§ **TEXT SEGMENT**

'''

It’s not about compassion. It’s not the compassionate care act because if it were, they would have legalized it quicker.

On April 28, 2015, Missy along with a group of advocates and families implored legislators to sign a bill introduced by Assemblyman Anthony Brindisi to hasten accessibility to medical marijuana for patients with a “progressive and degenerative” condition at the state Capitol.

Twelve-year-old Doose Syndrome, a rare form of epilepsy, patient Mackenzie Kulaway of New York Mills accessorized her pink polka dot dress with a pink helmet covered in colorful stickers. She told the audience encircling her outside the Assembly Chamber entrance she wishes she didn’t have to wear it at all.

“Why can’t we give our kids the chance to go to school, ride a bike, play sports, and even the simplest thing — shower by themselves,” her sister, Kaitlyn, 14, asked as her voice gave way to choking back tears.

Brindisi said, “Since the last time I met with Mackenzie last year, her condition has worsened. Patients like Mackenzie are suffering needlessly because of some bureaucratic hurdles.”

'''

§ **EXERCISE DATA**

'''

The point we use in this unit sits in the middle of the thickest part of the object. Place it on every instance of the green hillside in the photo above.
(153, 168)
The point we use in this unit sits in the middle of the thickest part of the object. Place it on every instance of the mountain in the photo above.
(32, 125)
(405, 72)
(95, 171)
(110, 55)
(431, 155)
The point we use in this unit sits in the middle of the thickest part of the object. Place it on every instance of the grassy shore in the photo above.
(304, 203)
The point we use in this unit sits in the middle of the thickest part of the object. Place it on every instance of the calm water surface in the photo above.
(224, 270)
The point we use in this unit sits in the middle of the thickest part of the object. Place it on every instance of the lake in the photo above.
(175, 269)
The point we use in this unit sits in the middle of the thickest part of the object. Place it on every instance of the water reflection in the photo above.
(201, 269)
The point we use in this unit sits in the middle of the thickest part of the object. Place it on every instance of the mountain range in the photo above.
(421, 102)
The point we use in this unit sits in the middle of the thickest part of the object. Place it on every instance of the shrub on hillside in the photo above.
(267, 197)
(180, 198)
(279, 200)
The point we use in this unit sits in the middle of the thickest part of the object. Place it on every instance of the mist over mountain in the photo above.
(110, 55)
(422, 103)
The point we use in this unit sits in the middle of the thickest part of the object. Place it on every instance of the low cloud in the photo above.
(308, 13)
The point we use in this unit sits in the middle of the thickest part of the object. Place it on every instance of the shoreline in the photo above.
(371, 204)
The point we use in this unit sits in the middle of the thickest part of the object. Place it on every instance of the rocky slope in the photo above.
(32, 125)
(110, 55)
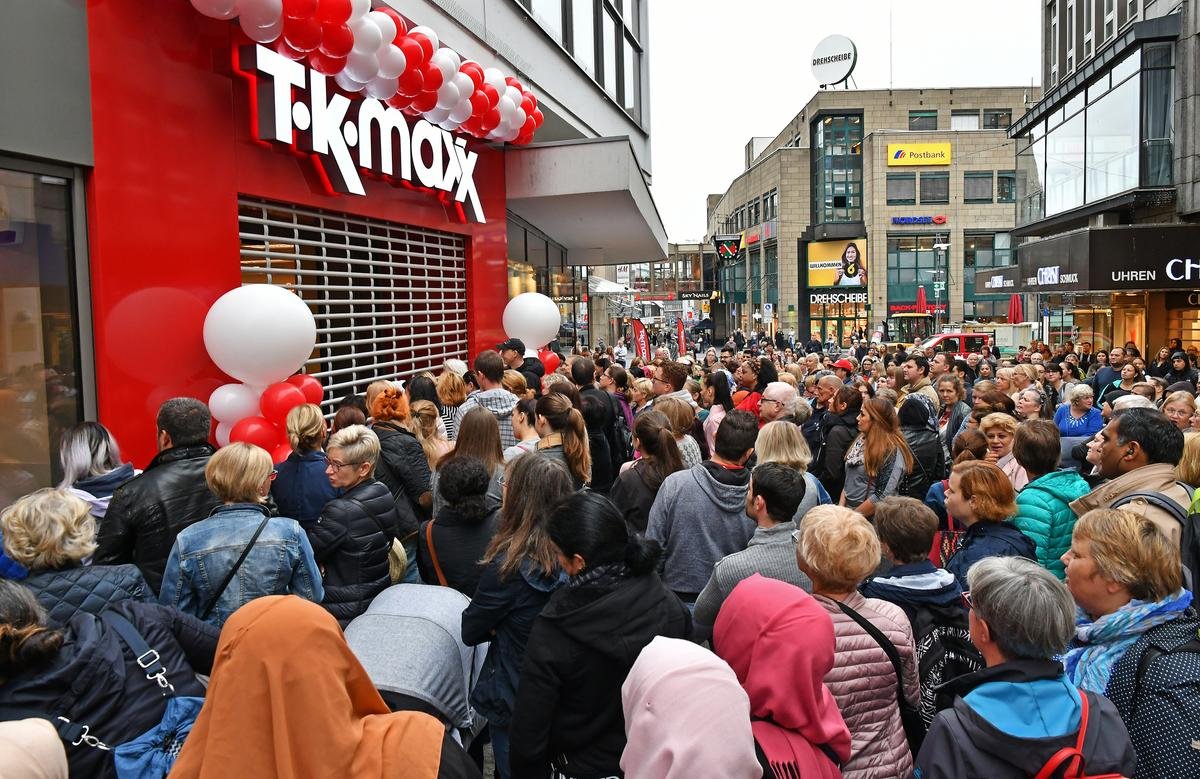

'''

§ **WORK TO COMPLETE**
Answer these questions from the text on medical marijuana advocacy:
(a) On what date did advocates and families ask legislators to sign the bill?
(b) Which rare form of epilepsy does Mackenzie Kulaway have?
(c) How old is her sister Kaitlyn?
You won't need the records for this.

§ **EXERCISE OUTPUT**
(a) April 28, 2015
(b) Doose Syndrome
(c) 14